------ 本文抜粋 ------

♯SUB:「らくごのご」(1996.3.21テレビ朝日(関東))
毎度おなじみの桂ざこばと笑福亭鶴瓶の「らくごのご」。
前回の続き、「らくごのご」イン ハワイです。
冒頭ゆきえさんのハワイ見物。ゆきえさん、上は白地に黒の細かい横縞のシャツ、
黒のスラックス。行ったところは、ハロナ潮吹き穴、サンデー・ビーチ
(サーフィンの元祖)、マカプウ岬、ラビット島、ダイアモンド・へッド。

ゲスト:福嶋晃子(プロゴルファ)

お題:夢心地、旅の母、ペア・ウォッチ

突如「鉄ビン」に。春之輔師匠ピンチ。それでも受けるところが、商売人。

鶴瓶師匠。
夫婦でハワイへ。<ペア・ウォッチ>を買って。持ってきたお酒が<夢心地>。
お父さんが悪酔いする。お母さんが家に電話する。<旅の母>から電話。柿を
食べさし。柿は捨てた。「旅の母は柿捨て」。

ざこば師匠。

------ 所与の一覧 ------

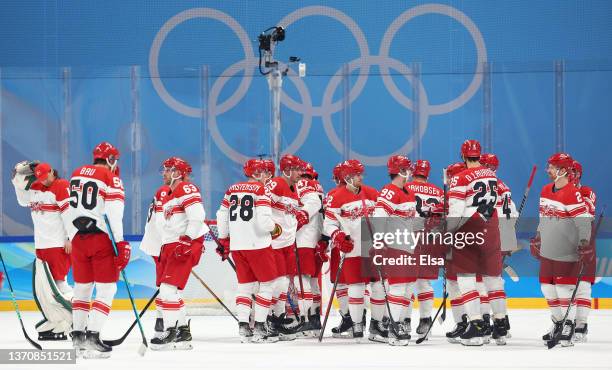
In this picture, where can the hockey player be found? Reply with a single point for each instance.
(47, 198)
(427, 195)
(394, 201)
(342, 224)
(508, 215)
(583, 295)
(96, 191)
(309, 193)
(456, 300)
(288, 215)
(182, 230)
(245, 226)
(472, 199)
(562, 244)
(151, 240)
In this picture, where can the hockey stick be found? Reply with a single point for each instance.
(213, 294)
(331, 297)
(116, 342)
(143, 348)
(34, 344)
(552, 342)
(508, 269)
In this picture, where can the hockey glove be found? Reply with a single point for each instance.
(124, 251)
(223, 248)
(321, 251)
(183, 250)
(534, 246)
(302, 218)
(342, 241)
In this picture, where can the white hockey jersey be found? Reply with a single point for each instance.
(183, 214)
(245, 216)
(49, 210)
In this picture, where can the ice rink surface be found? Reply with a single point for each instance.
(216, 346)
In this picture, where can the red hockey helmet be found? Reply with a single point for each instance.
(106, 150)
(290, 161)
(454, 169)
(270, 166)
(470, 149)
(397, 163)
(310, 171)
(421, 168)
(350, 168)
(253, 166)
(490, 161)
(561, 160)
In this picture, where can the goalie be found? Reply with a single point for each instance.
(39, 188)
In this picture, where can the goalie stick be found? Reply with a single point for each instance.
(116, 342)
(25, 333)
(552, 342)
(143, 347)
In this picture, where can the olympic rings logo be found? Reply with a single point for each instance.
(328, 106)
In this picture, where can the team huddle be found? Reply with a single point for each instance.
(279, 230)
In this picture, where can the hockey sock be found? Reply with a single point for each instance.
(425, 297)
(377, 300)
(564, 292)
(244, 301)
(305, 301)
(263, 300)
(105, 292)
(80, 305)
(583, 303)
(469, 295)
(550, 293)
(356, 301)
(497, 296)
(342, 297)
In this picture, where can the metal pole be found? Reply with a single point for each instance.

------

■ **演習問題**:
a) 次の(i)〜(iii)の記述が本文抜粋の内容と合致するかどうかを判定し、それぞれ「はい」または「いいえ」で答えるとともに、判断の根拠となる本文抜粋の語句をそのまま引用してください。(i) ゲストはプロゴルファの福嶋晃子である。(ii) ゆきえさんのシャツは黒地に白の横縞である。(iii) 鶴瓶師匠の噺では、お母さんが悪酔いする。
b) 本文抜粋のうち、「毎度おなじみの桂ざこばと笑福亭鶴瓶の「らくごのご」。」を含む語句で始まり「ゲスト:福嶋晃子(プロゴルファ)」で終わる部分を、一字一句違えずに書き写してください。
一覧は参照しなくても差し支えありません。

■ **解答例**:
a)
(i) はい。「ゲスト:福嶋晃子(プロゴルファ)」
(ii) いいえ。「上は白地に黒の細かい横縞のシャツ」
(iii) いいえ。「お父さんが悪酔いする。」

b)
毎度おなじみの桂ざこばと笑福亭鶴瓶の「らくごのご」。
前回の続き、「らくごのご」イン ハワイです。
冒頭ゆきえさんのハワイ見物。ゆきえさん、上は白地に黒の細かい横縞のシャツ、
黒のスラックス。行ったところは、ハロナ潮吹き穴、サンデー・ビーチ
(サーフィンの元祖)、マカプウ岬、ラビット島、ダイアモンド・へッド。

ゲスト:福嶋晃子(プロゴルファ)